- EXTRAIT DU TEXTE -

Carrelets de Charente‑Maritime: les filets qui lisent la marée
Charente‑Maritime: cabanes sur pilotis et filet carré

Les carrelets plantés sur pilotis le long des estuaires de Charente‑Maritime sont reconnaissables au premier coup d'œil: une cabine de bois, une passerelle fragile, un filet carré prêt à descendre. Technique simple. Patience absolue.
La pêche au carrelet repose sur le rythme des marées. Le filet s'abaisse, se relève, capture mulet, bar, sole ou plie sous le poids des nids de gobies. Les lignes ne sont pas ici la loi: on lit la houle et la couleur de l'eau.
Un outil, des gestes
Le filet, fixé à un cadre en bois ou en métal, se manipule sans hâte. Les gestes se transmettent entre voisins: vérification des mailles, entretien des cordages, calage de la cabine face au flux. Les carreleurs parlent peu mais connaissent les bancs par leur odeur salée.
Le décor change avec la marée et la lumière. À basse mer, les vasières révèlent des traces; à haute mer, la cabine semble flotter. Les bottes s'enfoncent parfois dans la vase pour réparer une panne ou relever le filet accroché. Silence, clapotis, une prise tire: un bref combat, puis le calme reprend.
Sur certaines côtes la silhouette d'un carrelet, penchée vers l'eau, reste une image de la pêche artisanale française: une technique modeste, ancrée dans le paysage et dans les saisons. Un carrelet au crépuscule, la marée qui monte, un bar qui fend l'onde.

- JEU DE DONNÉES -

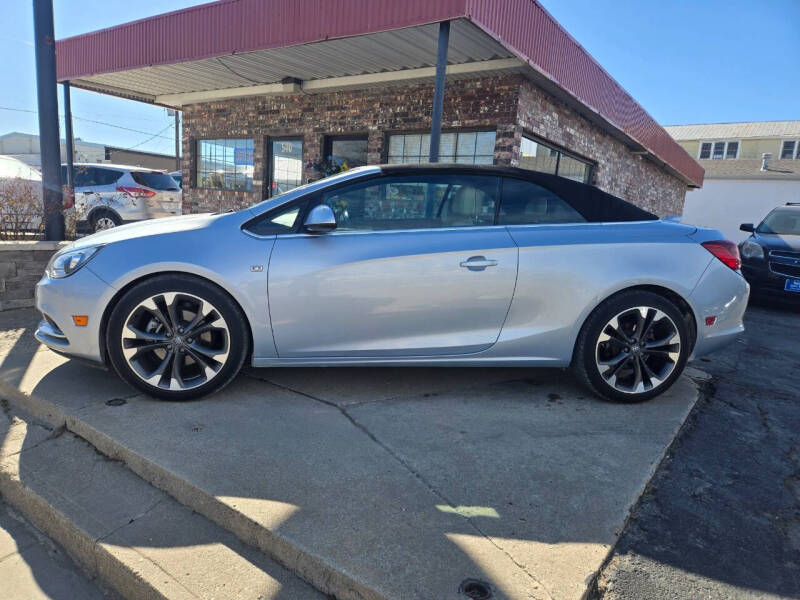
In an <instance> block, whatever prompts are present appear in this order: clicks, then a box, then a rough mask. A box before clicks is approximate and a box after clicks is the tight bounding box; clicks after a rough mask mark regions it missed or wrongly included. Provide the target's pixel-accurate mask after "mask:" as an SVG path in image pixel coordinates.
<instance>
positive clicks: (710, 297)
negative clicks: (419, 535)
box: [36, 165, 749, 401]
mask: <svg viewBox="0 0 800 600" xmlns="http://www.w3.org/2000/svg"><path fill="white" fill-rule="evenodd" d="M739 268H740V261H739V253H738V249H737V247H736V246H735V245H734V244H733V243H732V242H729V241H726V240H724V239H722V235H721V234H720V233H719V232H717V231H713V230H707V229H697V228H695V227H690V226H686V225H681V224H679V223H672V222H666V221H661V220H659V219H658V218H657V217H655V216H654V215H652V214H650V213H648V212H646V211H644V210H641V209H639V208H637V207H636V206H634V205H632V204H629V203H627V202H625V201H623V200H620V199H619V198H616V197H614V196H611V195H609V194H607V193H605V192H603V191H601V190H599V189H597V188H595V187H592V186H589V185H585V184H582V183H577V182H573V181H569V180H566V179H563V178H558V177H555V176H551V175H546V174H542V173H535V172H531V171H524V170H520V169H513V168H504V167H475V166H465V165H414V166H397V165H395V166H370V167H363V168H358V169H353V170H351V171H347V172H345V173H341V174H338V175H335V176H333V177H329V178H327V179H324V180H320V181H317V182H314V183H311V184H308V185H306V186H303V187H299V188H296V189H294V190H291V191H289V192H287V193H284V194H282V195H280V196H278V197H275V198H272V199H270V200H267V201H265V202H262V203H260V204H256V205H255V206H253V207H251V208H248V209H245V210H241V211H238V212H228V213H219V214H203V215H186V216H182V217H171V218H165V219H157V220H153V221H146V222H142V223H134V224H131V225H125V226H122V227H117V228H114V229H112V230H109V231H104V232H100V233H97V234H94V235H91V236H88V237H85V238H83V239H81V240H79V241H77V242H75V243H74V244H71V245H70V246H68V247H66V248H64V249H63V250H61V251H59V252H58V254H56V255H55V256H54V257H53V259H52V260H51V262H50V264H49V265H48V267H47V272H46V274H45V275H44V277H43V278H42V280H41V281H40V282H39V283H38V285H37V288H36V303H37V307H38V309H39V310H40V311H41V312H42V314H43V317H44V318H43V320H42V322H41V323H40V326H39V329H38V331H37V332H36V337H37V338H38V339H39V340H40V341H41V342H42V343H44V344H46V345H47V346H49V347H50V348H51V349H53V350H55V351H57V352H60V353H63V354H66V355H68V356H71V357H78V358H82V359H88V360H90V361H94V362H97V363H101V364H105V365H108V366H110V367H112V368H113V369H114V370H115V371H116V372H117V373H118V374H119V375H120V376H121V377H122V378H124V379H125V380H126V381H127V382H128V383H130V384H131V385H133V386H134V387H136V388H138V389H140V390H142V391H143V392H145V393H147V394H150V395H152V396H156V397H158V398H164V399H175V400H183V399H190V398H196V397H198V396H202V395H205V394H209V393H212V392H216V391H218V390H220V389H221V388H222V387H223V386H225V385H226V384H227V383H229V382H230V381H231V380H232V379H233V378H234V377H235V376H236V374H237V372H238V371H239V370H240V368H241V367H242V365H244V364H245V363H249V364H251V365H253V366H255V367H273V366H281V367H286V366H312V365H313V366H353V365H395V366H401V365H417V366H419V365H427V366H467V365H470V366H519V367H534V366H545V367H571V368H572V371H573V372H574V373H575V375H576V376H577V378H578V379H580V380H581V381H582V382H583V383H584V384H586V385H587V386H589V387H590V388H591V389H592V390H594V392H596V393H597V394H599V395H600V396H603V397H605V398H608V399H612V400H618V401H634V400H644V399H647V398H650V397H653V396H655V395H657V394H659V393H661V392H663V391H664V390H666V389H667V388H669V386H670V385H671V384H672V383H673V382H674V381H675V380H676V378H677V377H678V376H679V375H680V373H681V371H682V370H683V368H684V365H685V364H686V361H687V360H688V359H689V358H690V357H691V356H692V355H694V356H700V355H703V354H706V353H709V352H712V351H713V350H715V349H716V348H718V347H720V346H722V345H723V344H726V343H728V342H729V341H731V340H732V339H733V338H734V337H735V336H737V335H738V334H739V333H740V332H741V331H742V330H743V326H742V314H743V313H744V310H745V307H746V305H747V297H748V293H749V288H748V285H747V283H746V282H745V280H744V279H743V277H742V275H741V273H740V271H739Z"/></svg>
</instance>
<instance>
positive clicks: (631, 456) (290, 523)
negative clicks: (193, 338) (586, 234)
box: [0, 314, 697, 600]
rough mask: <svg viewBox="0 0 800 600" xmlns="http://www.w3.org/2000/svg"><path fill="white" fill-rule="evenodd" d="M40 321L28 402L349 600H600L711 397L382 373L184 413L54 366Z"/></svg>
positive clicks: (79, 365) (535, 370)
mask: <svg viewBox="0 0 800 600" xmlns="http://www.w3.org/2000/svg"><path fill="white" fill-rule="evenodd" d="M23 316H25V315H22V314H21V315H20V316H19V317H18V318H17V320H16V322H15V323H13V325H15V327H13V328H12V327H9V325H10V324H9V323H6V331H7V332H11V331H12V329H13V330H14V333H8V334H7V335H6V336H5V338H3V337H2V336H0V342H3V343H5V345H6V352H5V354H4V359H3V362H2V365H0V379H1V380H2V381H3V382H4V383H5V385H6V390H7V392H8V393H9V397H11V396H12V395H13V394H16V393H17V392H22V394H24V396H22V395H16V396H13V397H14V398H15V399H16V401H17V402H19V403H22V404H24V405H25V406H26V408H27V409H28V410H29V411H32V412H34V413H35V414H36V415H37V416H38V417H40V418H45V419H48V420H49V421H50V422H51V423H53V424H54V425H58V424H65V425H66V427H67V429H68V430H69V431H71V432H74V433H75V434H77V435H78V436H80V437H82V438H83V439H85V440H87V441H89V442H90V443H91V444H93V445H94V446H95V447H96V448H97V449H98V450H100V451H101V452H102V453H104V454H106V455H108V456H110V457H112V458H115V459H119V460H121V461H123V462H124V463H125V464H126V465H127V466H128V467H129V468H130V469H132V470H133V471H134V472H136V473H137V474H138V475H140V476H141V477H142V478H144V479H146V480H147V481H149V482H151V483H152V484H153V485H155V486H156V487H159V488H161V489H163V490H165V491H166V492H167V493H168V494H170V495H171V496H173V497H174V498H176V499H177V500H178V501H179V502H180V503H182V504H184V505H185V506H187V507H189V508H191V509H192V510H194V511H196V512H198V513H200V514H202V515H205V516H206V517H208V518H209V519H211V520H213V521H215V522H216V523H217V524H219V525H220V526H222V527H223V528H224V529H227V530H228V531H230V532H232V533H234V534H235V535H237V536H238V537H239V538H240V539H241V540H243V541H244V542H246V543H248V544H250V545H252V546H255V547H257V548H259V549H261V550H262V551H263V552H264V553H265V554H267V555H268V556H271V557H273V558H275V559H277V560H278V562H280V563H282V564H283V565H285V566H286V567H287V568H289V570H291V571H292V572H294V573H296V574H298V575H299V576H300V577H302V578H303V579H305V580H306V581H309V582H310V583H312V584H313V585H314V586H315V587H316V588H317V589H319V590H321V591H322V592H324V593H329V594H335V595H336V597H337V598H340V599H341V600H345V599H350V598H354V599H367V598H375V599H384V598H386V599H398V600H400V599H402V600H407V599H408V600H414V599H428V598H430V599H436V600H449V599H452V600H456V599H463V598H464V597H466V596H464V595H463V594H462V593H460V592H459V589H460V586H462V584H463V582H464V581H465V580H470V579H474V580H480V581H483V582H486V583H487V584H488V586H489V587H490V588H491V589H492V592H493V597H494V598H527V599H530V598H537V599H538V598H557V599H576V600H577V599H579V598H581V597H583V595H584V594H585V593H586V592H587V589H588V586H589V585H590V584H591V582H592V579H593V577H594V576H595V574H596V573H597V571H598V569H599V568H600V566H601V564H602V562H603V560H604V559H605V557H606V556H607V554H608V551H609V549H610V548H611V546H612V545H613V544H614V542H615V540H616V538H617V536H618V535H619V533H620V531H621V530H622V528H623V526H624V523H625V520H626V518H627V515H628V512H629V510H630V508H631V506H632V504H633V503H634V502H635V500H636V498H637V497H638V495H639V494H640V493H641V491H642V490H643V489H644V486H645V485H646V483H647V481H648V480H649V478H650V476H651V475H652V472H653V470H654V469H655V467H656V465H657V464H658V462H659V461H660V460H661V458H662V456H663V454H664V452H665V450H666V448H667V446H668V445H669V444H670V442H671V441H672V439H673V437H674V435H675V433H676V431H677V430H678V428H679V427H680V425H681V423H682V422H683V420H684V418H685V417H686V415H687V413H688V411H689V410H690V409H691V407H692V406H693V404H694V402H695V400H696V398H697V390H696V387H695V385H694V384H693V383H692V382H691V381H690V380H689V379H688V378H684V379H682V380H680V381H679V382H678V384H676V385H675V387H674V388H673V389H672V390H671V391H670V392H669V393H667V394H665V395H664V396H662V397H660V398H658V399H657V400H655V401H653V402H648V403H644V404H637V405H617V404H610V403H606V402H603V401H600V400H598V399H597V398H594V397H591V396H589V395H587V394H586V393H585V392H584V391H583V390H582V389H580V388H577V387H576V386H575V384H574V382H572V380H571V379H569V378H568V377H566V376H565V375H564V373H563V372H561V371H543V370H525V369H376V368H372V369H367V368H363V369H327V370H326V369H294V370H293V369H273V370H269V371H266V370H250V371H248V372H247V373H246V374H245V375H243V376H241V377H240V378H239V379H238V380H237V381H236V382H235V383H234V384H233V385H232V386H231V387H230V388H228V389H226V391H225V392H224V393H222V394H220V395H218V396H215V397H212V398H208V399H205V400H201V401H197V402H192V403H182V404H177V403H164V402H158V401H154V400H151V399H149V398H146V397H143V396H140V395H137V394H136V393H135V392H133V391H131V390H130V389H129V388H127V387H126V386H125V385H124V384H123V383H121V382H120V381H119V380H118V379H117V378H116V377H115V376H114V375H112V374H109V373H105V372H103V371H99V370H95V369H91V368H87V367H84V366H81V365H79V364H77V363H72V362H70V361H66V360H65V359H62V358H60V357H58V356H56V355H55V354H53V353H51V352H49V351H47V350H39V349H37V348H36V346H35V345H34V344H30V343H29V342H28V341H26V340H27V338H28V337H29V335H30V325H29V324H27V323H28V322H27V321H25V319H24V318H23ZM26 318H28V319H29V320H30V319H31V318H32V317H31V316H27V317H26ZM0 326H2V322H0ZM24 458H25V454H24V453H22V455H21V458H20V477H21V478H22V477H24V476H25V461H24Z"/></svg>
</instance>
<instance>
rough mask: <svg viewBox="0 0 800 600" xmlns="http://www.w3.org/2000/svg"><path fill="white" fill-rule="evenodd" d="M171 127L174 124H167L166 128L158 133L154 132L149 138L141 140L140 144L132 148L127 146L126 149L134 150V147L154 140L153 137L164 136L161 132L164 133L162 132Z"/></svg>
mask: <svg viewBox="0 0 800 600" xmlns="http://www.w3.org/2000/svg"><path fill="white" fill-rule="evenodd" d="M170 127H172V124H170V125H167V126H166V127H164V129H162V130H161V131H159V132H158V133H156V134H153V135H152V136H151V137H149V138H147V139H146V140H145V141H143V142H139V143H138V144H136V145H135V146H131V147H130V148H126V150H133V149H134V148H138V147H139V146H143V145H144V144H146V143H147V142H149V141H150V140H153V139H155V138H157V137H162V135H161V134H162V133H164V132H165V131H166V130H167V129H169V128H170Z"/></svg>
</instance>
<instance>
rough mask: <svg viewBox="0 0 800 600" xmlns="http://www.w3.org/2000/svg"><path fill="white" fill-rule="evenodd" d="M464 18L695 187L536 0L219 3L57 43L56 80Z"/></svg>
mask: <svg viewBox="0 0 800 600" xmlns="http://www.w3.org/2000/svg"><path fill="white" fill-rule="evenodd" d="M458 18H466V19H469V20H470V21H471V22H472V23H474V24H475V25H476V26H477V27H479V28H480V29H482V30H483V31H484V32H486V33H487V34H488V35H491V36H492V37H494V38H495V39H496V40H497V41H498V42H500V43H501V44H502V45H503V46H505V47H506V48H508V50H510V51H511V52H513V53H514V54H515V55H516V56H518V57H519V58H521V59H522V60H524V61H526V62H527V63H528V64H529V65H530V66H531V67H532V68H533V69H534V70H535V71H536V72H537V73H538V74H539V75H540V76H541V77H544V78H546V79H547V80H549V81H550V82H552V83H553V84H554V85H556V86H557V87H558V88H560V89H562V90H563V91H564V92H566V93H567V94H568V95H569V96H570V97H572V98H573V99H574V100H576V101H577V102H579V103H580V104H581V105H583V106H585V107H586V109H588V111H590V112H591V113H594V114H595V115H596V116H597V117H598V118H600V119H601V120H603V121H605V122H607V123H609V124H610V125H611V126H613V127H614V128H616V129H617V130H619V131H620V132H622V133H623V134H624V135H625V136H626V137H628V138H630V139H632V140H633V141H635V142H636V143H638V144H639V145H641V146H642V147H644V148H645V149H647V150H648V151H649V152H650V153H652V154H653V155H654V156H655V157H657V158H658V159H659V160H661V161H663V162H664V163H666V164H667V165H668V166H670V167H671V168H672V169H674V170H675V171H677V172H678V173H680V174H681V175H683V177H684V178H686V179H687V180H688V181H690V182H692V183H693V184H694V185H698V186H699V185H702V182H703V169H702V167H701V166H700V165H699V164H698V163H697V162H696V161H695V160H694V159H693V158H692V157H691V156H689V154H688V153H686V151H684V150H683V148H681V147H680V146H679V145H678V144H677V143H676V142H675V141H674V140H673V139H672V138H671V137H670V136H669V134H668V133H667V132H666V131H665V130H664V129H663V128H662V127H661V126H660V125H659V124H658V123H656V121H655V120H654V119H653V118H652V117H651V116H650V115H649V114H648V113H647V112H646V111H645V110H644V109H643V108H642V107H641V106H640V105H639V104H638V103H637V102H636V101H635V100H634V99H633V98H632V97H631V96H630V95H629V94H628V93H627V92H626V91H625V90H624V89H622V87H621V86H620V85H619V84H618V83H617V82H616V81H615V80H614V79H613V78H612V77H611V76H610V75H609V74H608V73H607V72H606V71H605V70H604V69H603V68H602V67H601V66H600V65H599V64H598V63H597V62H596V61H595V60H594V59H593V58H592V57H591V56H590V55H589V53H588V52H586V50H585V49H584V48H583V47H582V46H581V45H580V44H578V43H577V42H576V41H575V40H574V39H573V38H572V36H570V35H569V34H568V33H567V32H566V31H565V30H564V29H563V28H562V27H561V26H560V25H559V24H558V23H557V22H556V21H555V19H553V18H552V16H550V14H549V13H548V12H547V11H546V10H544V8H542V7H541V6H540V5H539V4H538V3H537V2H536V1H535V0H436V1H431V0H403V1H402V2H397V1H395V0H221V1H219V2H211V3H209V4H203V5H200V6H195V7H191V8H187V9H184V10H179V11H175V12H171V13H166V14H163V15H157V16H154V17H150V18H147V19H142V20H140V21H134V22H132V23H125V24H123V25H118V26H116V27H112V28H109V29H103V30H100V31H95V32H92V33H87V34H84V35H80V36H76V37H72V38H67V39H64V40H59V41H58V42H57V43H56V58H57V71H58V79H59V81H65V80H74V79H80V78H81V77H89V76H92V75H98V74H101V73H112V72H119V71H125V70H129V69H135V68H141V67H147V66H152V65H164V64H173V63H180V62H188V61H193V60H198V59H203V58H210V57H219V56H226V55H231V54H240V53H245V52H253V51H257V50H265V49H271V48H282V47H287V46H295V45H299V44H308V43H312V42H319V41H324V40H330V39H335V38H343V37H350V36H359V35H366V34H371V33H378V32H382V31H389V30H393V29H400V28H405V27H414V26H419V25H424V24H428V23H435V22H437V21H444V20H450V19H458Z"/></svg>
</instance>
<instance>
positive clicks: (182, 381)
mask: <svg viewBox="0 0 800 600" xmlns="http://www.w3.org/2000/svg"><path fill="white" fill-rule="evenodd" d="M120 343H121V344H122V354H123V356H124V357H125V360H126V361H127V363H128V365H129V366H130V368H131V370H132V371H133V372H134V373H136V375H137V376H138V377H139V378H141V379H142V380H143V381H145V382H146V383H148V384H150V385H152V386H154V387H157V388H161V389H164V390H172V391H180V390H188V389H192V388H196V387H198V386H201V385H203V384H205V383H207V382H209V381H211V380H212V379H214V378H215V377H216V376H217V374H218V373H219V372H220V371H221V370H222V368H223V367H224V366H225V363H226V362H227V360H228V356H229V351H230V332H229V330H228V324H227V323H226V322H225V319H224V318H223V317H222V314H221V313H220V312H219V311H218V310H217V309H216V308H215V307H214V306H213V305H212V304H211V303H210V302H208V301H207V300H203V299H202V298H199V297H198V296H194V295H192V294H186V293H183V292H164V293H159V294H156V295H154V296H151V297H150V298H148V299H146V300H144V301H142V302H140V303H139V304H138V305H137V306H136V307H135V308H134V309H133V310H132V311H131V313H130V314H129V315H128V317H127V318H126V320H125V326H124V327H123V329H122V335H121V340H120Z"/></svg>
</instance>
...
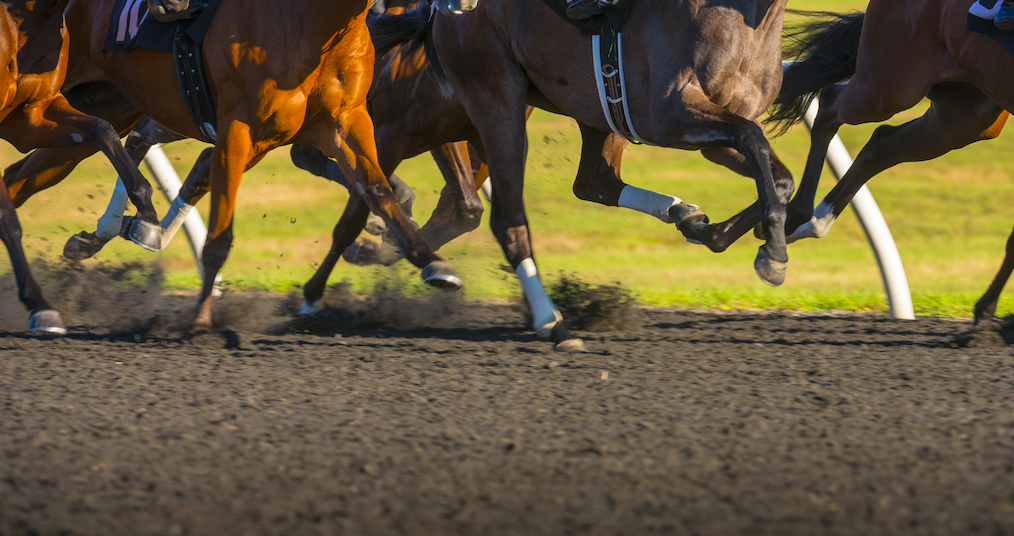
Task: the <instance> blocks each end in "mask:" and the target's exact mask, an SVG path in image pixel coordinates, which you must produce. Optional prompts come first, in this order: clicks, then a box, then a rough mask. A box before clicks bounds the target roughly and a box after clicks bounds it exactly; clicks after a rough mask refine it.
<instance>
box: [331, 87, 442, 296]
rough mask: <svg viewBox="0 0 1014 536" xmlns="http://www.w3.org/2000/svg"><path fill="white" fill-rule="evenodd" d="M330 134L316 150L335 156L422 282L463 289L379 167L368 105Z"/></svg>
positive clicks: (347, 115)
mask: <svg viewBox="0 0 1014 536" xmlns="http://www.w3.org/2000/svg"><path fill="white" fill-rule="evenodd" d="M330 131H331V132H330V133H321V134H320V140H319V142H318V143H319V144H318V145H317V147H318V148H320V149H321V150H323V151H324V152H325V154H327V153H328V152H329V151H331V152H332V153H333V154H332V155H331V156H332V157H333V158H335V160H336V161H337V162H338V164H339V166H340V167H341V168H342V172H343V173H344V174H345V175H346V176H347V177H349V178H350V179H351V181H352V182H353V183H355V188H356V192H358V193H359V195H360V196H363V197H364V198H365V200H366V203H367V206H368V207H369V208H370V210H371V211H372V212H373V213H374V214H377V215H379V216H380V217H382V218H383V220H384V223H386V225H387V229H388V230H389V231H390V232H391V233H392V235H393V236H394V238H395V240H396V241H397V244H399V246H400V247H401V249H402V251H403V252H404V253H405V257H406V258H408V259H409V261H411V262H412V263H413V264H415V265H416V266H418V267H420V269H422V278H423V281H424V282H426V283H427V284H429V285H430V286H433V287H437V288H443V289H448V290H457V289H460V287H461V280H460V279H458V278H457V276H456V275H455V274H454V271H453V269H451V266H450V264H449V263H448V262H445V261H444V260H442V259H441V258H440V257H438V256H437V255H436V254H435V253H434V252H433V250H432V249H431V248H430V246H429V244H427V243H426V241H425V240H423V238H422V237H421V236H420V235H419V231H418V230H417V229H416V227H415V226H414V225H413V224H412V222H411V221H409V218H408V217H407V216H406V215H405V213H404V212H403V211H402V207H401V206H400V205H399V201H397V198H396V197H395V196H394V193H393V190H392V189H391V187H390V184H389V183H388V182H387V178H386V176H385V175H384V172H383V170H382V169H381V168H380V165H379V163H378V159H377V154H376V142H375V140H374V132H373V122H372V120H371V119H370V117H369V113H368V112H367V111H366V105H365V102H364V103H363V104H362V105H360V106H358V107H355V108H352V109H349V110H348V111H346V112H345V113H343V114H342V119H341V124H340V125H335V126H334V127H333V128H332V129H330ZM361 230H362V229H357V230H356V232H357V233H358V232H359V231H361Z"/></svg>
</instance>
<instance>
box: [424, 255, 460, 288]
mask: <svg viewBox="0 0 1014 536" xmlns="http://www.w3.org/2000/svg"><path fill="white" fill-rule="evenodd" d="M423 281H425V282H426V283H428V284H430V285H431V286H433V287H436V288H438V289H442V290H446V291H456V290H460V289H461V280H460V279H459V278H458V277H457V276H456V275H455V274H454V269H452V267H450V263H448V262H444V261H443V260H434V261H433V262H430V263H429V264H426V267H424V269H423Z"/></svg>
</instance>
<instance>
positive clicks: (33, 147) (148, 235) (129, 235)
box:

- CONSIGNE -
D'après le texte sur les carrelets de Charente‑Maritime, sur quoi repose la pêche au carrelet ?

- RÉPONSE -
Elle repose sur le rythme des marées.